+++ Supplied records
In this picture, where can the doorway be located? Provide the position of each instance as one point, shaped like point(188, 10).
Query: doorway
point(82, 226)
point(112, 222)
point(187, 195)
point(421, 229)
++++++
[What you are asked to do]: Recast the lines above as a two-column CSV with the headers text and answer, one row per block. Put the block's text and its answer each in a single quoted field, with line breaks replaced by spaces.

[Task solution]:
text,answer
"In this picture, where can the doorway be located? Provide the position of each instance as one point, shaped like point(188, 10). Query: doorway","point(82, 226) point(112, 222) point(187, 195) point(421, 229)"